■ The problem
Reproduce word for word everything in the mailing-list thread about slow snaptrim operations, from "30 Jan 2023" down to "did the trick.".

■ Document section
[ceph-users] Re: Very slow snaptrim operations blocking client I/O

30 Jan 2023

Hi,

Josh already suggested, but I will one more time. We had similar 
behaviour upgrading from Nautilus to Pacific. In our case compacting the 
OSDs did the trick.

For us there was no performance impact running the compaction (ceph osd 
daemon osd.0 compact) although we run them in batches and not all at 
once on all OSDs just in case. Also, no need to restart OSDs for this 
operation.

https://www.spinics.net/lists/ceph-users/msg74774.html

Regards,

Ana

On 30-01-2023 10:23, Victor Rodriguez wrote:
> I'm reading that thread on spinics. Thanks for pointing that out.
>
> The cluster was upgraded from Nautilus to Octopus first week of 
> December. No previous version has been used in this cluster. I just 
> don't remember if we used snapshots after the upgrade. 
> bluestore_fsck_quick_fix_on_mount is at default of "true". Did not 
> notice anything unusual during or after the upgrade.
>
> Is there any way to check if the OMAP conversion is done for an OSD? 
> Maybe it tries to do the conversion every time I restart an OSD and 
> fails? (given they take nearly a minute to start). I still have 13 PGs 
> pending snaptrims and client I/O is severely affected even while doing 
> on OSD at a time and osd_snap_trim_sleep_ssd=5 :\
>
>
> On 1/30/23 09:23, Frank Schilder wrote:
>> Hi Victor,
>>
>> out of curiosity, did you upgrade the cluster recently to octopus? We 
>> and others observed this behaviour when following one out of two 
>> routes to upgrade OSDs. There was a thread "Octopus OSDs extremely 
>> slow during upgrade from mimic", which seems to have been lost with 
>> the recent mail list outage. If it is relevant, I could copy pieces I 
>> have into here.
>>
>> Best regards,
>> =================
>> Frank Schilder
>> AIT Risø Campus
>> Bygning 109, rum S14
>>
>> ________________________________________
>> From: Victor Rodriguez &lt;vrodriguez(a)soltecsis.com&gt;
>> Sent: 29 January 2023 22:40:46
>> To: ceph-users(a)ceph.io
>> Subject: [ceph-users] Re: Very slow snaptrim operations blocking 
>> client I/O
>>
>> Looks like this is going to take a few days. I hope to manage the
>> available performance for VMs with osd_snap_trim_sleep_ssd.

■ Collected data
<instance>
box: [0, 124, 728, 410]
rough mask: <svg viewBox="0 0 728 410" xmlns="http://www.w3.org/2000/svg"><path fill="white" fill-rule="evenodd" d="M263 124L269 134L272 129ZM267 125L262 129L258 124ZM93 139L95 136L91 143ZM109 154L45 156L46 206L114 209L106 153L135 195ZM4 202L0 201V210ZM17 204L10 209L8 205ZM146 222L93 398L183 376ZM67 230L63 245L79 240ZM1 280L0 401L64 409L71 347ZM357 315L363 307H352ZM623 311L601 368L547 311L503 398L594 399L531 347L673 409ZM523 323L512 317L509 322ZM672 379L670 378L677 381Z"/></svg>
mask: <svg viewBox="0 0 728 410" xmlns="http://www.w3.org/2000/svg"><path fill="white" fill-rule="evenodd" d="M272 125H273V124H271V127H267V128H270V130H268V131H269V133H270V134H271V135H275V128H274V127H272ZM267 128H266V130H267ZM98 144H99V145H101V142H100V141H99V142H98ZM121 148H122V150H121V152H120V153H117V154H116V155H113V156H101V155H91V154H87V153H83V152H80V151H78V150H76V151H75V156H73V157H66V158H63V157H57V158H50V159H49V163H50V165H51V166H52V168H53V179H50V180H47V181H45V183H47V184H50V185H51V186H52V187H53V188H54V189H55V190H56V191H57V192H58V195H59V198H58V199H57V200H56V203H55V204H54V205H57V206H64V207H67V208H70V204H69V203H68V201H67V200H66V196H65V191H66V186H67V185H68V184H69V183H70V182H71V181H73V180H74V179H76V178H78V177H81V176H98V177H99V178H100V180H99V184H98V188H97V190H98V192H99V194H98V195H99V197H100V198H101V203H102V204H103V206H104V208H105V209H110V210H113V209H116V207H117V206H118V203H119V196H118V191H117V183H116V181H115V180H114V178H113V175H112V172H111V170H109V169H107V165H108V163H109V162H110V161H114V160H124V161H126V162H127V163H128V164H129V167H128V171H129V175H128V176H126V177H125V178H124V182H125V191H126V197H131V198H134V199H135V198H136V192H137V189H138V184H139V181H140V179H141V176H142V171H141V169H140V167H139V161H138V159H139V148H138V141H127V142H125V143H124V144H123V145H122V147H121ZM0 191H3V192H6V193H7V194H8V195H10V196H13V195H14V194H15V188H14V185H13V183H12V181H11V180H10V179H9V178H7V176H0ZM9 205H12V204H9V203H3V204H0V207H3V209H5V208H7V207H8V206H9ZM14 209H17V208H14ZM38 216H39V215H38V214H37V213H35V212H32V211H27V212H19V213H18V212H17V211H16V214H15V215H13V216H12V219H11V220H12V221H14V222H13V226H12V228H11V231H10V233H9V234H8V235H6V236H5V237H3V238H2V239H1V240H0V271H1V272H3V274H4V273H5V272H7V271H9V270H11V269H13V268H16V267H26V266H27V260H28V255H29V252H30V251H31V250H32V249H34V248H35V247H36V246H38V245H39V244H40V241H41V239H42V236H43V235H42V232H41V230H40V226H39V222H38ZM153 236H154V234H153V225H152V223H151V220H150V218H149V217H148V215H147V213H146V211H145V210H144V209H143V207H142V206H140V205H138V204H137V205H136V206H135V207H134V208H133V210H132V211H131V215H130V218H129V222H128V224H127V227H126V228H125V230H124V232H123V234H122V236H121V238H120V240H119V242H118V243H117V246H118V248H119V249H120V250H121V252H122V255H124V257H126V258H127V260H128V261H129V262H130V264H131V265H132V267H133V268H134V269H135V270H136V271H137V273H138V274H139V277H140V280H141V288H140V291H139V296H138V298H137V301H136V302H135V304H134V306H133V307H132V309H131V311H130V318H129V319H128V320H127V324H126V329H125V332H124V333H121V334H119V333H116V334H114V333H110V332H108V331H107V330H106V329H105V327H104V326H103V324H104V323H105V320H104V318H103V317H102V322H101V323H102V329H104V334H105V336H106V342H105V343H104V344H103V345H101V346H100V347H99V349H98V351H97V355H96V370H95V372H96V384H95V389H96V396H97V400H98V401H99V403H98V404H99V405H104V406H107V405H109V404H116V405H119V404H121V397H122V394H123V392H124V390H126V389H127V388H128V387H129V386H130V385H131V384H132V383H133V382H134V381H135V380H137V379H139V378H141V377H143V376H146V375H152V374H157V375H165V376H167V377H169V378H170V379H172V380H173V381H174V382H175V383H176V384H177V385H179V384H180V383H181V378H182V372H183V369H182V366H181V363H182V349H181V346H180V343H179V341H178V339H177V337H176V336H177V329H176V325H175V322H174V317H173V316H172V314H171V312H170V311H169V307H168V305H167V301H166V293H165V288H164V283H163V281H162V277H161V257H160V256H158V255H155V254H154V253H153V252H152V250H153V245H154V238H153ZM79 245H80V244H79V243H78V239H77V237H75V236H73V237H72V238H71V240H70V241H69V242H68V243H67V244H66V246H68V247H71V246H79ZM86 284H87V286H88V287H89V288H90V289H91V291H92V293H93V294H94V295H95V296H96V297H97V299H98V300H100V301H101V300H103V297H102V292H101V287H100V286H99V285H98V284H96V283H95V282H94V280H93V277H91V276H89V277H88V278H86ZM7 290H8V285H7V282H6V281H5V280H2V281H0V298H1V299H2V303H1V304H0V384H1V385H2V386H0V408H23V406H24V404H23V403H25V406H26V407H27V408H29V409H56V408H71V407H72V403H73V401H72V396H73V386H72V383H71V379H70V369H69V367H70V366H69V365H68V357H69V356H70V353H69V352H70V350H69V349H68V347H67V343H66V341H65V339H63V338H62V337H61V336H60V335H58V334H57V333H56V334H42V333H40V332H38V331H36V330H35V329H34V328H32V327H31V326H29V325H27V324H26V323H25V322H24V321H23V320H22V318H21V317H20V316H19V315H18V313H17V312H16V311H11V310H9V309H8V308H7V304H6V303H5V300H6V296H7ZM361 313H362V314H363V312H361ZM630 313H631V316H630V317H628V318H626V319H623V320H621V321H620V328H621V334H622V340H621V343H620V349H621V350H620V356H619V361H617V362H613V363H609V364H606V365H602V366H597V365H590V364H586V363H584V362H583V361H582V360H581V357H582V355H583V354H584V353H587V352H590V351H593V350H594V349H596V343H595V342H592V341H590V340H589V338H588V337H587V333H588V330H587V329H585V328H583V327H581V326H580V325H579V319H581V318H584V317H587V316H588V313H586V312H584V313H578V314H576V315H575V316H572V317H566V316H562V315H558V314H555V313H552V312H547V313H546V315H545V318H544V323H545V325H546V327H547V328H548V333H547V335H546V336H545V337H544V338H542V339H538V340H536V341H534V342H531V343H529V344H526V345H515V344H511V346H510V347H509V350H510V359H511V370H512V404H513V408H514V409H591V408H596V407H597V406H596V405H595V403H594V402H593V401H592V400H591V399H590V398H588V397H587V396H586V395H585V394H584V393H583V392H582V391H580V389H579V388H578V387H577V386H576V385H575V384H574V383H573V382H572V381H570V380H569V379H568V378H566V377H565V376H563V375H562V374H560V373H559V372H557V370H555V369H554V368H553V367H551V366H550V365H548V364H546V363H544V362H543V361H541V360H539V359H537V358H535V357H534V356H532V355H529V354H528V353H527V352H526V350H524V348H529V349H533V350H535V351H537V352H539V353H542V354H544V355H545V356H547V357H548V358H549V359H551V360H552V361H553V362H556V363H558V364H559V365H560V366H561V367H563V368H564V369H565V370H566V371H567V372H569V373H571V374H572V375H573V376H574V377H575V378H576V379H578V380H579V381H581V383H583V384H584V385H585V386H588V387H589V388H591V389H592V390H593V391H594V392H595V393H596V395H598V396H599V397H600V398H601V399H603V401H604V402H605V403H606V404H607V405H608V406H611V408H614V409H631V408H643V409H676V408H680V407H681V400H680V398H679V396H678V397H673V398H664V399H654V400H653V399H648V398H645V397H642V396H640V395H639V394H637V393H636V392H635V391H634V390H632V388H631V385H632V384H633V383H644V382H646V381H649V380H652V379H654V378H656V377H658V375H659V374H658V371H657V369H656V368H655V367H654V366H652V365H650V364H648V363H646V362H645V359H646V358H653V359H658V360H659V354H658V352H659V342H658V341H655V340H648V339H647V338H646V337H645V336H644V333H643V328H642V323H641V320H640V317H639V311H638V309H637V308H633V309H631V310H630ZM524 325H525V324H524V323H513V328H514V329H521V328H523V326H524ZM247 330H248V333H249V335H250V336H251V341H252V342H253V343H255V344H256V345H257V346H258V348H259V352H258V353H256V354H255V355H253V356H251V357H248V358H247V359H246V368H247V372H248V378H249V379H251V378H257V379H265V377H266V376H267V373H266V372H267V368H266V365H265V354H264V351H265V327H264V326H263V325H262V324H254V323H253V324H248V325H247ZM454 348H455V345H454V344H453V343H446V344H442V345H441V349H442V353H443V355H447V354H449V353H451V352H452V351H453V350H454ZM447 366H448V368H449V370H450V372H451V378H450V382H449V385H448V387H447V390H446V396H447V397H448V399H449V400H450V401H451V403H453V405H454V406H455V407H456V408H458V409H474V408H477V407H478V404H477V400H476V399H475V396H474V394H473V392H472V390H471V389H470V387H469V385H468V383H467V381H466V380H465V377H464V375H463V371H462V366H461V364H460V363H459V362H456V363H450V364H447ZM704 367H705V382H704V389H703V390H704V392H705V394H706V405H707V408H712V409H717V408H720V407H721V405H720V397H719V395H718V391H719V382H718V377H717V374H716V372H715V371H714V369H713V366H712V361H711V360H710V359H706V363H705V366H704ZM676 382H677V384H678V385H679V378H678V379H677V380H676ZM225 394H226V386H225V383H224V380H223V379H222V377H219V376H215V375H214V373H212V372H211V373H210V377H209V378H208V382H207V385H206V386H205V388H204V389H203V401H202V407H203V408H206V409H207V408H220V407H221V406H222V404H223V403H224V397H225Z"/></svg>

■ Reply
30 Jan 2023

Hi,

Josh already suggested, but I will one more time. We had similar 
behaviour upgrading from Nautilus to Pacific. In our case compacting the 
OSDs did the trick.